→ **PROBLEM REQUIREMENTS**: Repeat the records below, from the line with "segment: bird's head" up to and including the last line of the records.

→ **PROVIDED RECORDS**:
-- -- --
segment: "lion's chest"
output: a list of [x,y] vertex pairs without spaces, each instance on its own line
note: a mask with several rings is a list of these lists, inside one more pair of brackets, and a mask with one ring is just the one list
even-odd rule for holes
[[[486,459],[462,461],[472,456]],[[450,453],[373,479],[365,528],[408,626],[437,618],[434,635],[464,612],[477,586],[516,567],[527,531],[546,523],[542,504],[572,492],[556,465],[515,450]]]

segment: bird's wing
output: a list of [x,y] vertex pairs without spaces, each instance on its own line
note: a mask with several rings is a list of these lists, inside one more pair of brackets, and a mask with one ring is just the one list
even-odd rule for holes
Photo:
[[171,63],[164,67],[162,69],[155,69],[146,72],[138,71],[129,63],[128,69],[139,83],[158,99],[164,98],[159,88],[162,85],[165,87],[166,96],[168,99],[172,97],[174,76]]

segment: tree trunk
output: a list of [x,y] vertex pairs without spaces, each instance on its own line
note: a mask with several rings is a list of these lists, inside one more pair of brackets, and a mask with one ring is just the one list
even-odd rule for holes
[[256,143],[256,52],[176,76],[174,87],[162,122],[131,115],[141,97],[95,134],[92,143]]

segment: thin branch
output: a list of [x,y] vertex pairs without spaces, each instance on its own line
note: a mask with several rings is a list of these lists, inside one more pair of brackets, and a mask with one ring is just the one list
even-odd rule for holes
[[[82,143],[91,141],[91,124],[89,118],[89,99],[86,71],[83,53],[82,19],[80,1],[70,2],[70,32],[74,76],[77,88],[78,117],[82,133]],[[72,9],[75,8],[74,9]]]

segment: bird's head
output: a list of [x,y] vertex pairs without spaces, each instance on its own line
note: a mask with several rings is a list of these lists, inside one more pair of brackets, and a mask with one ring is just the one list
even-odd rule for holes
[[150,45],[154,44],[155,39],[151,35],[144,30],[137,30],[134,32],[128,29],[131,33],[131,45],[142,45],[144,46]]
-- -- --
→ **SOLUTION BELOW**:
segment: bird's head
output: a list of [x,y] vertex pairs without spaces, each instance on its own line
note: a mask with several rings is a list of these lists, inside one more pair of brackets, and a mask with one ring is just the one list
even-odd rule for holes
[[150,45],[154,44],[155,39],[151,35],[144,30],[137,30],[134,32],[128,29],[131,33],[131,45],[142,45],[144,46]]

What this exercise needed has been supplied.